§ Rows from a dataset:
%%

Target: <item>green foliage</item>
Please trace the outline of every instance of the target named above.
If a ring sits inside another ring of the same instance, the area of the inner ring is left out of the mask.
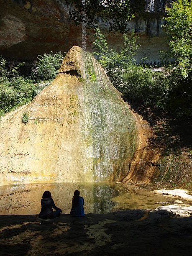
[[[22,117],[21,118],[22,122],[26,124],[28,122],[29,116],[28,113],[25,112],[23,114]]]
[[[123,47],[120,52],[113,49],[109,50],[104,35],[98,28],[95,30],[95,41],[92,44],[96,51],[93,54],[98,57],[98,61],[105,69],[112,83],[118,87],[121,82],[122,74],[133,63],[135,62],[134,56],[140,46],[137,44],[138,37],[132,31],[130,36],[123,34]]]
[[[66,0],[70,4],[70,0]],[[110,30],[119,31],[123,33],[127,30],[127,22],[134,17],[135,6],[130,0],[89,0],[86,5],[82,1],[75,1],[74,9],[69,11],[69,17],[76,25],[82,22],[87,26],[95,27],[98,17],[101,17],[103,22],[107,22]],[[138,5],[141,3],[144,7],[143,0],[138,0]],[[145,5],[145,3],[144,3]],[[86,17],[83,15],[86,11]]]
[[[93,44],[98,52],[93,54],[99,56],[100,64],[115,87],[132,100],[161,109],[166,108],[171,89],[171,69],[158,73],[146,66],[136,64],[134,57],[139,45],[133,32],[129,36],[123,34],[123,47],[118,52],[111,49],[107,51],[108,46],[104,36],[98,29],[95,31]]]
[[[172,80],[167,105],[179,118],[191,118],[192,2],[178,0],[166,10],[166,23],[163,26],[170,49],[163,52],[163,57],[172,60],[169,64],[172,70]]]
[[[192,72],[192,2],[188,0],[173,2],[172,8],[166,8],[166,23],[163,26],[169,40],[170,51],[165,53],[175,60],[173,65],[182,78]]]
[[[90,69],[88,70],[88,73],[90,76],[90,79],[92,82],[94,82],[96,79],[96,75],[94,73],[92,73]]]
[[[56,75],[63,58],[60,52],[54,54],[51,51],[43,56],[38,55],[38,60],[34,65],[31,74],[35,79],[32,80],[31,77],[24,77],[20,74],[20,69],[23,63],[15,65],[13,62],[8,65],[6,60],[0,56],[1,116],[30,102],[37,93],[49,85]],[[41,79],[47,81],[42,82]],[[36,81],[38,81],[37,84]]]
[[[35,63],[32,76],[36,80],[50,80],[55,77],[63,59],[61,52],[54,54],[52,51],[44,55],[39,55]]]

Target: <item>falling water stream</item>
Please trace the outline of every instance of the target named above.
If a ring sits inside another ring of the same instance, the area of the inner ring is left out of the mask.
[[[83,5],[85,6],[87,4],[86,0],[82,0]],[[84,10],[82,12],[83,16],[82,22],[82,48],[84,51],[86,50],[86,12],[85,10]]]

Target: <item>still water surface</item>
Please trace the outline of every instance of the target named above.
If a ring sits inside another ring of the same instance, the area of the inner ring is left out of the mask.
[[[0,187],[0,214],[37,214],[41,199],[49,190],[56,205],[69,214],[76,189],[84,198],[86,213],[104,214],[133,209],[154,209],[174,200],[121,183],[66,183],[10,185]],[[159,203],[162,202],[162,204]]]

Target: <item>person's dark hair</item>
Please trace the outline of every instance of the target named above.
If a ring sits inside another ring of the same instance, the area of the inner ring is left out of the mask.
[[[47,198],[48,197],[51,197],[51,192],[50,192],[50,191],[48,191],[48,190],[46,190],[46,191],[44,192],[42,197],[42,198]]]
[[[79,198],[80,192],[79,190],[75,190],[74,192],[74,196],[73,197],[72,204],[74,206],[76,207],[79,204]]]

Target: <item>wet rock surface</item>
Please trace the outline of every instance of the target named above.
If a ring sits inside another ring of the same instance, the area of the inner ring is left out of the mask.
[[[133,210],[52,220],[0,215],[1,255],[185,255],[192,218]]]
[[[159,189],[155,190],[154,193],[159,195],[165,195],[169,196],[171,197],[179,197],[184,199],[192,201],[192,196],[188,195],[187,190],[181,189]]]
[[[78,46],[67,54],[49,86],[3,118],[0,142],[0,185],[120,181],[138,144],[128,105],[99,63]]]

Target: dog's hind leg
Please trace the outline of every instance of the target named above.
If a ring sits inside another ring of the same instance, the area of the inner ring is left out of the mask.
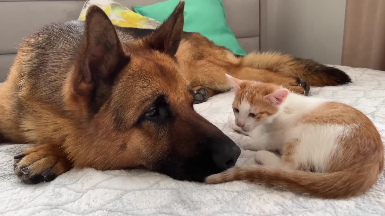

%%

Give back all of the records above verbatim, omitting the pictures.

§ THE SOLUTION:
Target: <item>green foliage</item>
Please trace the outline of every instance of the target named above.
If a ring sits inside another ring of the same instance, the area of the inner ring is left out of the mask.
[[[22,117],[21,118],[22,122],[26,124],[28,122],[29,116],[28,113],[25,112],[23,114]]]
[[[123,47],[120,52],[113,49],[109,50],[104,35],[98,28],[95,30],[95,41],[92,44],[96,51],[93,54],[98,57],[98,61],[105,69],[112,83],[118,87],[121,82],[122,74],[133,63],[135,62],[134,56],[140,46],[137,44],[138,37],[132,31],[130,36],[123,34]]]
[[[66,0],[70,4],[70,0]],[[110,30],[119,31],[123,33],[127,30],[127,22],[134,17],[135,6],[130,0],[89,0],[86,5],[82,1],[75,1],[74,9],[69,11],[69,17],[76,25],[82,22],[87,26],[95,27],[98,17],[101,17],[103,22],[107,22]],[[138,5],[141,3],[144,7],[143,0],[138,0]],[[145,5],[145,3],[144,3]],[[86,17],[83,15],[86,11]]]
[[[93,44],[98,52],[93,54],[99,56],[100,64],[115,87],[132,100],[161,109],[166,108],[171,89],[171,69],[158,73],[146,66],[136,64],[134,57],[139,45],[133,32],[129,36],[123,34],[123,47],[118,52],[111,49],[107,51],[108,46],[104,36],[98,29],[95,31]]]
[[[172,80],[167,105],[179,118],[191,118],[192,2],[178,0],[166,10],[166,23],[163,26],[170,49],[163,52],[163,57],[172,60],[169,64],[172,70]]]
[[[192,72],[192,2],[188,0],[173,2],[172,8],[166,8],[166,23],[163,26],[169,40],[170,51],[165,53],[175,60],[173,65],[182,78]]]
[[[90,69],[88,70],[88,73],[90,76],[90,79],[92,82],[94,82],[96,79],[96,75],[94,73],[92,73]]]
[[[56,75],[63,58],[60,52],[54,54],[51,51],[43,56],[38,55],[38,60],[34,65],[31,74],[35,79],[32,80],[31,77],[24,77],[20,74],[20,69],[23,63],[15,65],[13,62],[8,65],[6,60],[0,56],[1,116],[30,102],[37,93],[49,85]],[[41,79],[47,81],[42,82]],[[36,81],[38,81],[37,84]]]
[[[35,63],[32,76],[36,80],[50,80],[55,77],[63,59],[61,52],[54,54],[52,51],[44,55],[39,55]]]

Target: <item>falling water stream</item>
Please trace the outline of every instance of the target named above.
If a ring sits inside another ring of the same instance, the area of the inner ring is left out of the mask.
[[[83,5],[85,6],[87,4],[86,0],[82,0]],[[84,10],[82,12],[83,16],[82,22],[82,48],[84,51],[86,50],[86,12],[85,10]]]

Target: <item>still water surface</item>
Please trace the outline of every instance of the target named above.
If a ring sits inside another ring of the same instance, the area of the inner ring is left out of the mask.
[[[0,187],[0,214],[37,214],[41,199],[49,190],[56,205],[69,214],[76,189],[84,198],[86,213],[104,214],[133,209],[154,209],[174,200],[121,183],[66,183],[10,185]],[[159,203],[162,202],[162,204]]]

Target: <item>person's dark hair</item>
Please trace the outline of every instance of the target named above.
If a ring sits inside another ring of the same instance, the area of the inner ring is left out of the mask.
[[[47,198],[48,197],[51,197],[51,192],[50,192],[50,191],[48,191],[48,190],[46,190],[46,191],[44,192],[42,197],[42,198]]]
[[[79,198],[80,192],[79,190],[75,190],[74,192],[74,196],[73,197],[72,204],[74,206],[76,207],[79,204]]]

Target: <item>wet rock surface</item>
Please trace the outline of every instance of the target named above.
If a ring sits inside another ring of the same instance, the area of the inner ring is left out of the mask.
[[[133,210],[52,220],[0,215],[1,255],[185,255],[192,218]]]
[[[159,189],[155,190],[154,193],[159,195],[165,195],[169,196],[171,197],[179,197],[184,199],[192,201],[192,196],[188,195],[187,190],[181,189]]]
[[[78,46],[67,54],[49,86],[3,118],[0,142],[0,185],[120,181],[138,144],[128,105],[99,63]]]

Target: dog's hind leg
Please trace the outline of every instance of the target named above.
If a ring sits inside another ring of the same instance, the area of the inner ring is left out of the mask.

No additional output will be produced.